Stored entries
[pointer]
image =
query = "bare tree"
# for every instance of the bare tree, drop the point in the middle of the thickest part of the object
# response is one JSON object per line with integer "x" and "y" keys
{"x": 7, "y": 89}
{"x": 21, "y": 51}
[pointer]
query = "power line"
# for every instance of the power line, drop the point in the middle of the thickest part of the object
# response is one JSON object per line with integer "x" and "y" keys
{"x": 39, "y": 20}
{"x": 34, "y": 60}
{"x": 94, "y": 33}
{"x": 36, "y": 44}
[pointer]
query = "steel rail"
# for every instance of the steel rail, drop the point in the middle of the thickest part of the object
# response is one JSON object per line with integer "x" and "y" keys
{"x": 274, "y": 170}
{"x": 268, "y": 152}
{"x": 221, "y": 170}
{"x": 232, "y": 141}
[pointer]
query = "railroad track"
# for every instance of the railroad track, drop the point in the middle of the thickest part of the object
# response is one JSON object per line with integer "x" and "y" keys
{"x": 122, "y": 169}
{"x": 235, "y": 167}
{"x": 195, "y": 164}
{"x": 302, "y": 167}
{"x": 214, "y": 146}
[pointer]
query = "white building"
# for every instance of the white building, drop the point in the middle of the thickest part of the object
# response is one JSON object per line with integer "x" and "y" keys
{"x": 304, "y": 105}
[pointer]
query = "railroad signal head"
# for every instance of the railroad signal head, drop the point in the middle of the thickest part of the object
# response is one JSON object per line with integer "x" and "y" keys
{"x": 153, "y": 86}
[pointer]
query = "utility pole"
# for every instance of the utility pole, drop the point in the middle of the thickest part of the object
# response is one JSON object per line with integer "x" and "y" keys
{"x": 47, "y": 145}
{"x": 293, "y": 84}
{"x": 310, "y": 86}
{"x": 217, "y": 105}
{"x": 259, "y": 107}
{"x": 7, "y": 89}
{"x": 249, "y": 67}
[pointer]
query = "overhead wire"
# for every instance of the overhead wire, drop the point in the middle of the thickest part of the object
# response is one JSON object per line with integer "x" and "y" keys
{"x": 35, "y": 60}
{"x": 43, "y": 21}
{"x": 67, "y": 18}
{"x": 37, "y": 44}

Task objective ▸
The listing above must be transcribed exactly, line by line.

Result of this exercise ▸
[pointer]
image =
query = "bare tree"
# for every instance of the bare tree, drop the point in the middle of the thickest part of the object
# response is one JSON object per line with integer "x" and "y" keys
{"x": 7, "y": 89}
{"x": 21, "y": 51}
[pointer]
query = "power line"
# for every instance of the power line, drop the point in the middle of the thickest part of the object
# response is one JSON object per line with integer "x" and "y" keys
{"x": 39, "y": 20}
{"x": 34, "y": 60}
{"x": 94, "y": 33}
{"x": 36, "y": 44}
[pointer]
query = "steel rail"
# for every instance of the steel rail, drop the point in the middle of the thickest part of the object
# response is one JSON object per line with integer "x" and "y" keys
{"x": 274, "y": 170}
{"x": 268, "y": 152}
{"x": 221, "y": 170}
{"x": 232, "y": 141}
[pointer]
query = "railroad track"
# for every instance of the railroad track, drop the point in the middle of the thickest part of the object
# response is one JSON object per line with integer "x" and "y" keys
{"x": 122, "y": 169}
{"x": 235, "y": 167}
{"x": 195, "y": 164}
{"x": 302, "y": 167}
{"x": 214, "y": 146}
[pointer]
query = "white building"
# for every instance of the white building, drop the point in the middle of the thickest part of the object
# response is one JSON object per line with integer "x" and "y" keys
{"x": 304, "y": 105}
[pointer]
query = "railroad signal head"
# for every instance of the railroad signal head, drop the point in the middle of the thickest part of the object
# response is one JSON object per line with integer "x" and "y" keys
{"x": 153, "y": 86}
[pointer]
query = "utility pole"
# for every instance of the utility pole, drop the point in the middle of the thickest part of the object
# response is one JSON object per line with integer "x" and "y" keys
{"x": 47, "y": 145}
{"x": 293, "y": 84}
{"x": 310, "y": 86}
{"x": 217, "y": 105}
{"x": 259, "y": 107}
{"x": 7, "y": 89}
{"x": 249, "y": 67}
[pointer]
query = "overhead wire"
# for every instance of the overhead wire, drop the point in the middle of the thickest part of the object
# response is one JSON object per line with integer "x" and "y" keys
{"x": 35, "y": 60}
{"x": 43, "y": 21}
{"x": 67, "y": 18}
{"x": 37, "y": 44}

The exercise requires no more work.